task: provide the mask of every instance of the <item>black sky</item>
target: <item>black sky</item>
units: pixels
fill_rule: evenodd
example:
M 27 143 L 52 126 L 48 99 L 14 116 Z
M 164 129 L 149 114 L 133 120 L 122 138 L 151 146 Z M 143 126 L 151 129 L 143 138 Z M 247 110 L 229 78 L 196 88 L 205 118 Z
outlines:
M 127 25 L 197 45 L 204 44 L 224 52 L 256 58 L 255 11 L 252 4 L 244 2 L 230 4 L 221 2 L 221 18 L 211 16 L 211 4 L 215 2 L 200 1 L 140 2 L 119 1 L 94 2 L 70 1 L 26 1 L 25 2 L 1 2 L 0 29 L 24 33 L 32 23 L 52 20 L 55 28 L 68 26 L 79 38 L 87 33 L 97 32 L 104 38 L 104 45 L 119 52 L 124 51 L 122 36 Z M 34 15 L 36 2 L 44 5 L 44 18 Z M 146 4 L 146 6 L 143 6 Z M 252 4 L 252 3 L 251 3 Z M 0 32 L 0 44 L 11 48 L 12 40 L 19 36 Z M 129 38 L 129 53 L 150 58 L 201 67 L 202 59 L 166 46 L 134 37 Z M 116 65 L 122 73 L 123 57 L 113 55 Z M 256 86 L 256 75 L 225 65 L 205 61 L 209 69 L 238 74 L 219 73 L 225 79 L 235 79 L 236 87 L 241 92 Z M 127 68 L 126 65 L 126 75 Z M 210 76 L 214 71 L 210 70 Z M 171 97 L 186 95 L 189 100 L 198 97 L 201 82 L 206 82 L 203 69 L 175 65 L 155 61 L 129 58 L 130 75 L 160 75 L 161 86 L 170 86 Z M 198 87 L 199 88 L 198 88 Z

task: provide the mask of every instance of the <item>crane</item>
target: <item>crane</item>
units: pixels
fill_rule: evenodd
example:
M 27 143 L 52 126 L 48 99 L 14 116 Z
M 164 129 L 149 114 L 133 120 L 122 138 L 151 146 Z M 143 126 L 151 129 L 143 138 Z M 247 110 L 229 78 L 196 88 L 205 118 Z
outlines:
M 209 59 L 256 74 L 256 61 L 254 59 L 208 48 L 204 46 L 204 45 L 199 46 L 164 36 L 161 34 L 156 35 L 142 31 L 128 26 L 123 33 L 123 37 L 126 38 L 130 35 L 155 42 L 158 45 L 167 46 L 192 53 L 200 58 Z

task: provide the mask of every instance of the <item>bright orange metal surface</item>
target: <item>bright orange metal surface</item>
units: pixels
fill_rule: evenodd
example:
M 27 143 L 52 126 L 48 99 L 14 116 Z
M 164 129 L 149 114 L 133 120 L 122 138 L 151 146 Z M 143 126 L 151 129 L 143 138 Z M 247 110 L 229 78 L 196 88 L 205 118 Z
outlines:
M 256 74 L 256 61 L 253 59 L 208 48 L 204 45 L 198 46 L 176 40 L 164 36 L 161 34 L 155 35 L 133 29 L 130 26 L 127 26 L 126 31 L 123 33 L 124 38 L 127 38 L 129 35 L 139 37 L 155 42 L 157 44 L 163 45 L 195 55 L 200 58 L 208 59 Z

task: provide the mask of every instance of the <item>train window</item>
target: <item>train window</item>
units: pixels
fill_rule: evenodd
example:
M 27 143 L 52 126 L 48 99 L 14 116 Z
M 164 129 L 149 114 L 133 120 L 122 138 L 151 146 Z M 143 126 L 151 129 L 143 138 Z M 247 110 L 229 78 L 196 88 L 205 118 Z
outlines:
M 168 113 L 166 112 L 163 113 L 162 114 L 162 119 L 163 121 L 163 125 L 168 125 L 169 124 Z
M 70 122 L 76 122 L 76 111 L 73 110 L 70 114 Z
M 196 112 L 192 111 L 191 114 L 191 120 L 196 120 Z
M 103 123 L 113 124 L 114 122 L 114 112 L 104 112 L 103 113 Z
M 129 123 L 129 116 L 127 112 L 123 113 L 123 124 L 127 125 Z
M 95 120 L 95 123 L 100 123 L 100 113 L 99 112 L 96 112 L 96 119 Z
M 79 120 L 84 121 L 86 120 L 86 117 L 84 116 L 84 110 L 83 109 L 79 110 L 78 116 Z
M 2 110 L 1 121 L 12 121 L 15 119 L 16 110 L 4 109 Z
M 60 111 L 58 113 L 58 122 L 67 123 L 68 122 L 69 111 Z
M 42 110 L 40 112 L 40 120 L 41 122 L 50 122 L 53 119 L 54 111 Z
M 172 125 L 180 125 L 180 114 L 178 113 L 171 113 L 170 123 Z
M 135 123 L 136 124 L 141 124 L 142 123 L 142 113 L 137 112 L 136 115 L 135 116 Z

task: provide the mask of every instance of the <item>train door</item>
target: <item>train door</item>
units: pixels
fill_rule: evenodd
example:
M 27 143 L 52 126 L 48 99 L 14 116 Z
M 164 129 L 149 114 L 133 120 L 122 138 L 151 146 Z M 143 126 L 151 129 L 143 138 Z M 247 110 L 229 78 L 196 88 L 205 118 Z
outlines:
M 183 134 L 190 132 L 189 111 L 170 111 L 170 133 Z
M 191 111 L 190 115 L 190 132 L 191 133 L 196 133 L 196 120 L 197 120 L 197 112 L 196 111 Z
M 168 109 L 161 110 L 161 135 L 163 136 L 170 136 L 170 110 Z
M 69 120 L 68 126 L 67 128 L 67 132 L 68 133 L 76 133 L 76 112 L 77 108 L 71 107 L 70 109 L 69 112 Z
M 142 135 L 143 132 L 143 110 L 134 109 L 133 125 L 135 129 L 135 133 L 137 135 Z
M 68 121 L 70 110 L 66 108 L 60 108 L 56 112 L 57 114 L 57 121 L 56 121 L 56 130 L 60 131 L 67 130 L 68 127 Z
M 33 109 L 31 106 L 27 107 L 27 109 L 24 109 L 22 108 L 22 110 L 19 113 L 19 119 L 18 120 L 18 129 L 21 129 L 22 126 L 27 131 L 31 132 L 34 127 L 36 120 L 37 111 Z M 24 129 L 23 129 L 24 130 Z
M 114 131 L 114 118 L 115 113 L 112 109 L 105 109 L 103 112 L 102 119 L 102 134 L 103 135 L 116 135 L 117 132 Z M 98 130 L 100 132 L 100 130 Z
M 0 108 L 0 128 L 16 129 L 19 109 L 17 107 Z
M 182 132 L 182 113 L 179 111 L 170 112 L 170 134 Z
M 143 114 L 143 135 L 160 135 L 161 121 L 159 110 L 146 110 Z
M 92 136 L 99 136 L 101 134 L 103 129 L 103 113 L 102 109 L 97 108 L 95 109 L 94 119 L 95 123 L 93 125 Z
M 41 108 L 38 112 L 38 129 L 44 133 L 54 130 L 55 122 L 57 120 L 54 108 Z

● ● ●

_EXERCISE AIM:_ Pull out each line of the records that contains the string "provide". Case counts.

_OUTPUT FOR THIS TASK:_
task: provide the mask of every instance of the <item>black sky</item>
task: provide the mask of every instance of the <item>crane</item>
task: provide the mask of every instance of the <item>bright orange metal surface</item>
task: provide the mask of every instance of the <item>train window</item>
task: provide the mask of every instance of the <item>train door</item>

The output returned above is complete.